• **Excerpt**:
---------------
# How to make mashed potatoes



## Constance (Apr 5, 2008)

YouTube - Paul McCartney making mashed potatoes


----------



## CharlieD (Apr 6, 2008)

I knew he doesn't know how to sing or play gitar now I know he doesn't know how to make mash potato. But it was funny.


----------



## kitchenelf (Apr 6, 2008)

I'm speechless............. I will have to disagree with CharlieD - it wasn't even funny


----------



## Bilby (Apr 6, 2008)

Two things came to mind while I watched that - 
1) Thank goodness he is a vegetarian. Imagine him butchering meat like the veges!
2) Now I know why he and Heather Mills REALLY broke up!!


----------



## Finmar001 (Apr 6, 2008)

It is very easy to make mashed potatoes


----------



## Katie H (Apr 6, 2008)

The piece was at least 9 minutes too long.  It's mashed potatoes for goodness' sake.
---------------
• **The data**:
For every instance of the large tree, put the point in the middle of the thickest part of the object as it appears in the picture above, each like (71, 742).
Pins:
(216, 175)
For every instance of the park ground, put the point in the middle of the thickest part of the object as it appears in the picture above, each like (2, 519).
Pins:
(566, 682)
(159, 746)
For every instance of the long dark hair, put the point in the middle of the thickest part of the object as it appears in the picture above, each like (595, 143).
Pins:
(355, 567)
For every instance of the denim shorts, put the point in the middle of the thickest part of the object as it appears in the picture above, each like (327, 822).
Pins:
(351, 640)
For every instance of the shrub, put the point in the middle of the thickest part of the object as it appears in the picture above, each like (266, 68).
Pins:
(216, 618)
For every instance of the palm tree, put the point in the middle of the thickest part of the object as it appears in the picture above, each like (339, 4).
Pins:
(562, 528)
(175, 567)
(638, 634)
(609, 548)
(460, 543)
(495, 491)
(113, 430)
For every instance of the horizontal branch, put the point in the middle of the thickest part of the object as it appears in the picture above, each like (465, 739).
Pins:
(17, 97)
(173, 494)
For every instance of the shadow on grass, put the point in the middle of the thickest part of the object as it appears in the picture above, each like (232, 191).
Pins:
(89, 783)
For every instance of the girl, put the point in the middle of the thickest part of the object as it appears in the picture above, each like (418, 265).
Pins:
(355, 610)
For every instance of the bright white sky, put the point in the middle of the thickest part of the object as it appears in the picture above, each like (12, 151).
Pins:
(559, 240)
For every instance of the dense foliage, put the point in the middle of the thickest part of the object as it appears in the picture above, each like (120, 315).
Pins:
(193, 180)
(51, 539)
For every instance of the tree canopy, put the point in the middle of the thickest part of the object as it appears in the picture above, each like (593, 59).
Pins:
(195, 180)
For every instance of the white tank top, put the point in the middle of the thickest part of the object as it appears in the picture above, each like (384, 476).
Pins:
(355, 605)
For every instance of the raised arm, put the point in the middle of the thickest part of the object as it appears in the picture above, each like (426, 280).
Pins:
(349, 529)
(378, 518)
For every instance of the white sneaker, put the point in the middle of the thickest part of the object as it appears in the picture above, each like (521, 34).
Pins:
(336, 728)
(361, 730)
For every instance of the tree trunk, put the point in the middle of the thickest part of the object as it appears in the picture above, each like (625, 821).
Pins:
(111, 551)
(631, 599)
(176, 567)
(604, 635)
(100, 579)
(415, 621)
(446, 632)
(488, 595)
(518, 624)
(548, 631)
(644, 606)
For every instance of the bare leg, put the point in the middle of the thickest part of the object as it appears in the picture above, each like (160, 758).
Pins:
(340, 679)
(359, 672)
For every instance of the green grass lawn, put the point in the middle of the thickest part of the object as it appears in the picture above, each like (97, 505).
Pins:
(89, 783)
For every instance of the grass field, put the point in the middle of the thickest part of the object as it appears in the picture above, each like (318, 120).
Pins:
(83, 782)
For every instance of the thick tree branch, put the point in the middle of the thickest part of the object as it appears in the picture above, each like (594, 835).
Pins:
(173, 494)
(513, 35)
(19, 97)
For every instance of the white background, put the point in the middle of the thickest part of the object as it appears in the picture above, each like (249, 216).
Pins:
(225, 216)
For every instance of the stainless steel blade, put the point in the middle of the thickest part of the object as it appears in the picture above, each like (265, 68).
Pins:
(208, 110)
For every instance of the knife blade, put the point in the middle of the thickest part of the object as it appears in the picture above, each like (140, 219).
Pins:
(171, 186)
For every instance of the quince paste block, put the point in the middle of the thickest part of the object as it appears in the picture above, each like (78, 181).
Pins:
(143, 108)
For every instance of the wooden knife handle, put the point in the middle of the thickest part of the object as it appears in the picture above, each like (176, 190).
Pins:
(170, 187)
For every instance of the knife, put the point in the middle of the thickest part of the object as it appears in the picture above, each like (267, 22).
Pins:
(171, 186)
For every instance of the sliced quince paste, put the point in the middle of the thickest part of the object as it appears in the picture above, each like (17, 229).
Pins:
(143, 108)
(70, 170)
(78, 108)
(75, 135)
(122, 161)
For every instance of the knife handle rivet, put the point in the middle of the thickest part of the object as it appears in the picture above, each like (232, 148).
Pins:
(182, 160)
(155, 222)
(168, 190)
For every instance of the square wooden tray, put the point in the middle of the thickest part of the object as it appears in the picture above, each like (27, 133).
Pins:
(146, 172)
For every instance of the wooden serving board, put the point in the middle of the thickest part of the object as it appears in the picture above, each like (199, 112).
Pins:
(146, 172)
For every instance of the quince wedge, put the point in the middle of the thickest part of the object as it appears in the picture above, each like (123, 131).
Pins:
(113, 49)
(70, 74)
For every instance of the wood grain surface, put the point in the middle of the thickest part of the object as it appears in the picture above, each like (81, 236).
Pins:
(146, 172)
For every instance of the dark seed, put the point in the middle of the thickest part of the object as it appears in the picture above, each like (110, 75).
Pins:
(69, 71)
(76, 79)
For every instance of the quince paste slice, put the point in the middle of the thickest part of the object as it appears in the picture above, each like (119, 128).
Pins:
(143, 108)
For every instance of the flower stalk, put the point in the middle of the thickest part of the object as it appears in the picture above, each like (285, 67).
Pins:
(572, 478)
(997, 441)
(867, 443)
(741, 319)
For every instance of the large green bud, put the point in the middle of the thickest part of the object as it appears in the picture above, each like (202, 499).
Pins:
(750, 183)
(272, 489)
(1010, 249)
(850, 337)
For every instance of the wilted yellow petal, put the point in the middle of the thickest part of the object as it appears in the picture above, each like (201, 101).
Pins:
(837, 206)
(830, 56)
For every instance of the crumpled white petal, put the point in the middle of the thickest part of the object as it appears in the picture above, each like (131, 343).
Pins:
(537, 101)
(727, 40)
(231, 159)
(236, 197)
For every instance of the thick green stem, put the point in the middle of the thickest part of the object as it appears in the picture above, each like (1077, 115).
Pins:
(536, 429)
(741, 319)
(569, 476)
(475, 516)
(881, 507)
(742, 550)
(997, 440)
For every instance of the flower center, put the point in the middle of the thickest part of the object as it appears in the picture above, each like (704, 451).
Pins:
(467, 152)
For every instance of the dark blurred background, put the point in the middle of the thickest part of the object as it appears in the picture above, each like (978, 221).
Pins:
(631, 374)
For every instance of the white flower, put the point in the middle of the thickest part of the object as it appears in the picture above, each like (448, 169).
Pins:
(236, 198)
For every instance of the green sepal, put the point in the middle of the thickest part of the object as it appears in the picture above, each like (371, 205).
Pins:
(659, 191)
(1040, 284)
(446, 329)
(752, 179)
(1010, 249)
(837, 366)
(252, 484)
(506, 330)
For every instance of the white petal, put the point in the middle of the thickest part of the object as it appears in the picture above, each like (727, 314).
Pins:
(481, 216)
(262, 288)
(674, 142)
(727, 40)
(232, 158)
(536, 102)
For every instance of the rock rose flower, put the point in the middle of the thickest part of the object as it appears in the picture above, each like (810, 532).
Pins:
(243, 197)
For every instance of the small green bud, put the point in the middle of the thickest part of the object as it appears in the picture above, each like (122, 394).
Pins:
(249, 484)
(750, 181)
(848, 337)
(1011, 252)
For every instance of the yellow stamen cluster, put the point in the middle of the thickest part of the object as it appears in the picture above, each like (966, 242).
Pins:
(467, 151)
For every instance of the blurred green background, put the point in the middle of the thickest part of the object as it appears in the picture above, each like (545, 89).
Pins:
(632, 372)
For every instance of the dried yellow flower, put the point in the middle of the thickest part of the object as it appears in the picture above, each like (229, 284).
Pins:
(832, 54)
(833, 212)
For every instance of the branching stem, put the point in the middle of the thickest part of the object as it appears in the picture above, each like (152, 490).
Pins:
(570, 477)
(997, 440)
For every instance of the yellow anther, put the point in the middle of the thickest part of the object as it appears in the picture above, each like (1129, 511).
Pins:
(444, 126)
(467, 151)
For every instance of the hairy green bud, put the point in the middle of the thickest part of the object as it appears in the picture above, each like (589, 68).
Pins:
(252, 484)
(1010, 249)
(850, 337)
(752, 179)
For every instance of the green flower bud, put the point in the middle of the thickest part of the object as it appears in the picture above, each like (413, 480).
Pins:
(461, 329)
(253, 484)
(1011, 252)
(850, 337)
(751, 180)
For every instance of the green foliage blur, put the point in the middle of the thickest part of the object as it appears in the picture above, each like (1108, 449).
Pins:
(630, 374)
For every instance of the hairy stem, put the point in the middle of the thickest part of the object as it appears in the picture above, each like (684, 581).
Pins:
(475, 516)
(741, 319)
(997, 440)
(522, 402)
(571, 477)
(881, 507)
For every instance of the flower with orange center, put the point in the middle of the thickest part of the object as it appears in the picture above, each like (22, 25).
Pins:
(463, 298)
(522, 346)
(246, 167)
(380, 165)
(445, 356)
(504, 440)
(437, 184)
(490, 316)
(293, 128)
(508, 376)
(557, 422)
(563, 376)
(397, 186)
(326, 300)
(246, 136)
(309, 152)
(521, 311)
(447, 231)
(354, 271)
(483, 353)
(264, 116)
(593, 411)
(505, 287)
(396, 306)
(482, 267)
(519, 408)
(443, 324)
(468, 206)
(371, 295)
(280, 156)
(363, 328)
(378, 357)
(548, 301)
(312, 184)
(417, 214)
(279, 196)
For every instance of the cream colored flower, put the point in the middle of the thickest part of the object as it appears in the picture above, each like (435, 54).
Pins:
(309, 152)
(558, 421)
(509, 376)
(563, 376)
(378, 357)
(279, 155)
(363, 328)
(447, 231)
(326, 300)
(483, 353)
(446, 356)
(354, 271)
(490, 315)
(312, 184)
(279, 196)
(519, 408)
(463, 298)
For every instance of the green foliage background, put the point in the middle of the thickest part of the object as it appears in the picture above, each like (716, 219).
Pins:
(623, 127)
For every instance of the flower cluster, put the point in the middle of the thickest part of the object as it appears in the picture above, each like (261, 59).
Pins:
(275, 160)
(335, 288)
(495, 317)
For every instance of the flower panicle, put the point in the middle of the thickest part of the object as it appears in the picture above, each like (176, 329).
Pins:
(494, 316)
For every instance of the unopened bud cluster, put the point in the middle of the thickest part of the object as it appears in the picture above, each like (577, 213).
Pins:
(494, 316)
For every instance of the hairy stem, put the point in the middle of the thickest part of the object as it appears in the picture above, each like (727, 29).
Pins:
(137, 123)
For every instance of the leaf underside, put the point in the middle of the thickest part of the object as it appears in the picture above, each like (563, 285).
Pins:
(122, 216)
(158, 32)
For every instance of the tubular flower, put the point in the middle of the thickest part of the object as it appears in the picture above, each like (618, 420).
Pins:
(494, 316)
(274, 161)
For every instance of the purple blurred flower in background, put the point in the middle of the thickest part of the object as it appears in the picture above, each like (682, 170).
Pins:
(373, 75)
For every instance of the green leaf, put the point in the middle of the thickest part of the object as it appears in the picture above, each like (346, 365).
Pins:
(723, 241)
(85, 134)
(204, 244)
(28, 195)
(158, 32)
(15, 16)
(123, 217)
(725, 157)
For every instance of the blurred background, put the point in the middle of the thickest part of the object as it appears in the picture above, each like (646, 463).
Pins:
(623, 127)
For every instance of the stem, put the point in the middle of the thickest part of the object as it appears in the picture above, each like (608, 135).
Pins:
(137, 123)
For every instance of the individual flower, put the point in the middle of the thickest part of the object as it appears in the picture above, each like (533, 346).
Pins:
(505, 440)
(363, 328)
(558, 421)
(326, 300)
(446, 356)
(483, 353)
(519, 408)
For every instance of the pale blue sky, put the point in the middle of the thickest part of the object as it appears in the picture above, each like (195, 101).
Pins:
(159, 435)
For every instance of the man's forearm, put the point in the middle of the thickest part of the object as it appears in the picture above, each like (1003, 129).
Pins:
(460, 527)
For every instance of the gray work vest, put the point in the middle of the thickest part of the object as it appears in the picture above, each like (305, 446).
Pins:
---------------
• **Goal 1**:
Please reproduce the entire mashed potatoes thread, word for word.
• **Goal 2**:
Report each line in the rows that contains the word "large".

• **Complete output 1**:
# How to make mashed potatoes



## Constance (Apr 5, 2008)

YouTube - Paul McCartney making mashed potatoes


----------



## CharlieD (Apr 6, 2008)

I knew he doesn't know how to sing or play gitar now I know he doesn't know how to make mash potato. But it was funny.


----------



## kitchenelf (Apr 6, 2008)

I'm speechless............. I will have to disagree with CharlieD - it wasn't even funny


----------



## Bilby (Apr 6, 2008)

Two things came to mind while I watched that - 
1) Thank goodness he is a vegetarian. Imagine him butchering meat like the veges!
2) Now I know why he and Heather Mills REALLY broke up!!


----------



## Finmar001 (Apr 6, 2008)

It is very easy to make mashed potatoes


----------



## Katie H (Apr 6, 2008)

The piece was at least 9 minutes too long.  It's mashed potatoes for goodness' sake.

• **Complete output 2**:
For every instance of the large tree, put the point in the middle of the thickest part of the object as it appears in the picture above, each like (71, 742).
For every instance of the large green bud, put the point in the middle of the thickest part of the object as it appears in the picture above, each like (202, 499).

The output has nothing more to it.